╭─ Document extract

RAPHINE -- Carol Wendell wants to keep her oldest son, Daniel T. Morris, as close to the family as possible.

"We thought about Arlington [National Cemetery], but it's so far away," Wendell said. "It's so big, and we want to be able to find him and we want to be able to go there anytime we want."

So the Marine lance corporal will be buried in a church cemetery in the rolling hills of the Shenandoah Valley.

Morris, 19, died in Iraq's Anbar province early Wednesday after finding a mine in a car stopped at a security checkpoint.

Marines delivered the news to Wendell's front door on Wednesday. She didn't sleep that night.

She spent Thursday on the couch covered by a comforter.

"Whether he was there for six months or six years, he was a hero," Wendell said. "He was my hero before he went."

Morris arrived in Iraq in September for an eight-month combat tour. He quickly began to mail his mother stories about giving candy to the children and forging friendships with members of the Iraqi police force. They didn't want the Marines to ever leave, he wrote.

Morris, with the 2nd Battalion, 3rd Regiment, 3rd Marine Division, was to return to his station in Kaneohe Bay, Hawaii, by the end of March.

"He told us a couple of times that he didn't think the job was done over there . . . and he might re-up [re-enlist]," said Donnie Moneymaker, Wendell's fiancé.

Since childhood, Morris had dreamed of joining the military or becoming a police officer.

"He was going to be in the CIA, the Secret Service and all that," Wendell said.

╰─
╭─ Provided data

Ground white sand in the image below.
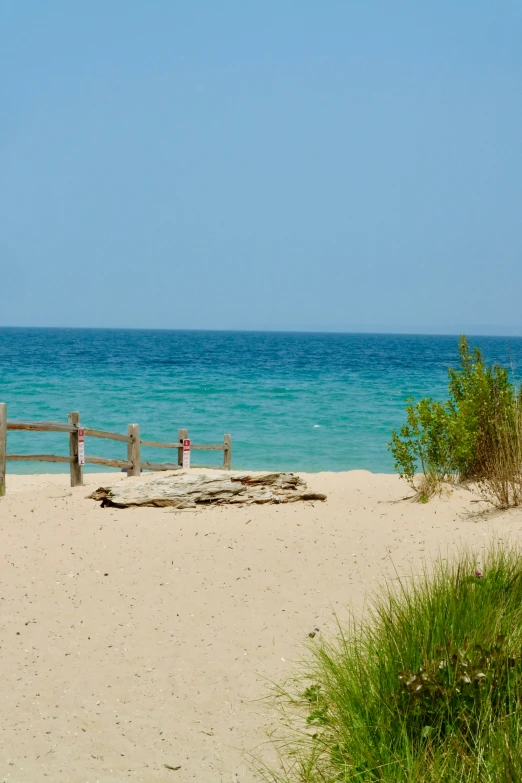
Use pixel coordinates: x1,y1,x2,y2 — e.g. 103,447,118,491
0,471,522,783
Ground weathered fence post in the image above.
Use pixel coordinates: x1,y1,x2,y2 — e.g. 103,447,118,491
68,411,83,487
178,430,188,468
0,402,7,497
127,424,141,476
223,433,232,470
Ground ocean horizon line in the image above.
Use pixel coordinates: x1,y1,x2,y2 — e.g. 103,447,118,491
0,324,522,338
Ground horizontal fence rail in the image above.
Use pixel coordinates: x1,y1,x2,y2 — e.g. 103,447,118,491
0,403,232,496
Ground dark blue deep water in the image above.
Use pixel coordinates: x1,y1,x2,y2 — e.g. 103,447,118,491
0,329,522,472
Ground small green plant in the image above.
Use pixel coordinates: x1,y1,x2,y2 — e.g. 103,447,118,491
262,547,522,783
388,337,522,506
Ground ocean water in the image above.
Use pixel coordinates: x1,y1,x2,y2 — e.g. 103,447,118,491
0,329,522,473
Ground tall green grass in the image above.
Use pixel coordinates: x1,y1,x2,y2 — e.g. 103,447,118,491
262,546,522,783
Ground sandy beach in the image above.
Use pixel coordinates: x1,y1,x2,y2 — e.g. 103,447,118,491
0,471,522,783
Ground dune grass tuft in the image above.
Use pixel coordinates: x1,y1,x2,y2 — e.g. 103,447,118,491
262,545,522,783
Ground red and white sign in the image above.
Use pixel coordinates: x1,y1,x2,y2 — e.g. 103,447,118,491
183,438,190,468
78,427,85,465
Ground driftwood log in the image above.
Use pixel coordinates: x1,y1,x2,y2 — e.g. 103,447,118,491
89,473,326,509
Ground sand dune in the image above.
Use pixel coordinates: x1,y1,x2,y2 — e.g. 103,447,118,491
0,471,522,783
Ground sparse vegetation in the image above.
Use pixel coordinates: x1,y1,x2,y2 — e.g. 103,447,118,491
388,337,522,508
261,547,522,783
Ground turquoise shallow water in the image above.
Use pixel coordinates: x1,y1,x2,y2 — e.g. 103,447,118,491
0,329,522,473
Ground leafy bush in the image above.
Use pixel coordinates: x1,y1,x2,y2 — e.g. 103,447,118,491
388,337,522,505
263,548,522,783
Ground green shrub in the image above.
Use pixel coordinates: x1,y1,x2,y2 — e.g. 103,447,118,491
388,337,522,499
263,548,522,783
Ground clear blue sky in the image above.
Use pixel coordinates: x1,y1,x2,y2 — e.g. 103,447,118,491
0,0,522,334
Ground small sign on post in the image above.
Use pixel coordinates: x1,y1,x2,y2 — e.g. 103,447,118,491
183,438,190,468
78,427,85,465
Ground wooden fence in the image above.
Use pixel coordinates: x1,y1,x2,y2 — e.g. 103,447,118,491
0,402,232,496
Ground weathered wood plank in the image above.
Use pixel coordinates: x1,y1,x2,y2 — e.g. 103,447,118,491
85,456,132,468
141,462,179,470
6,454,74,464
90,471,326,508
69,411,83,487
127,424,141,476
0,402,7,497
7,421,75,432
84,427,129,443
140,440,221,451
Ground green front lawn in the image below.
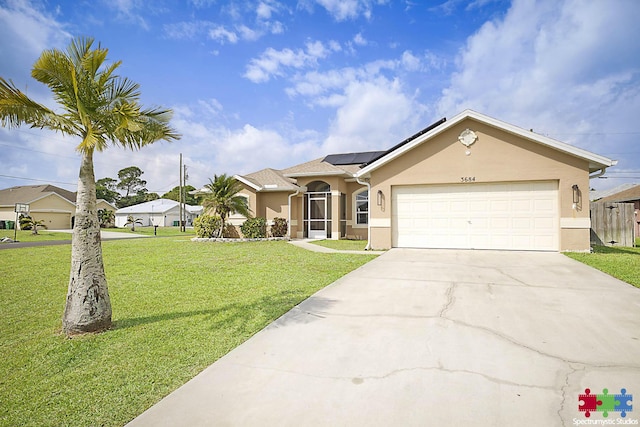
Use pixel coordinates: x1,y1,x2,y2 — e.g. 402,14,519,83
0,228,71,245
0,238,374,426
311,240,367,251
566,242,640,288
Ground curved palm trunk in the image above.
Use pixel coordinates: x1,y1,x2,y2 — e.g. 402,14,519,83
62,152,111,335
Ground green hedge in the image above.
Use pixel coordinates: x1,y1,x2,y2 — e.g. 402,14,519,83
193,215,222,238
271,218,288,237
240,217,267,239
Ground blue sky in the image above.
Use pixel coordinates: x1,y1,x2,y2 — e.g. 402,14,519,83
0,0,640,194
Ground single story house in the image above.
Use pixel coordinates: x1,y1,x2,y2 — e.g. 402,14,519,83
598,184,640,237
115,199,203,227
232,110,617,251
0,184,117,230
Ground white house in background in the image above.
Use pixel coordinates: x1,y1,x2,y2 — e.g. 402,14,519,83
116,199,203,227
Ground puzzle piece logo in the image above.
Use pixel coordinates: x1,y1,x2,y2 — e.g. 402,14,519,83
578,388,633,418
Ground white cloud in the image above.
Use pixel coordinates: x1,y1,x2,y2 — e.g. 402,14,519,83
256,2,273,20
104,0,149,30
307,0,388,21
438,0,640,191
244,41,335,83
209,25,238,44
322,77,424,153
0,1,71,85
353,33,368,46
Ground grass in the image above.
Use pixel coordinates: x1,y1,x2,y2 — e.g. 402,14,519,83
311,240,367,251
0,228,71,245
566,239,640,288
102,227,196,237
0,238,373,426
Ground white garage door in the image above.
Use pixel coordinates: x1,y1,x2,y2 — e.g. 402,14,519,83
392,181,559,250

╰─

Stated task: Return the passage of the news article about Daniel T. Morris from "So the Marine" to "a security checkpoint.", copied word for word.

Solution for this task:
So the Marine lance corporal will be buried in a church cemetery in the rolling hills of the Shenandoah Valley.

Morris, 19, died in Iraq's Anbar province early Wednesday after finding a mine in a car stopped at a security checkpoint.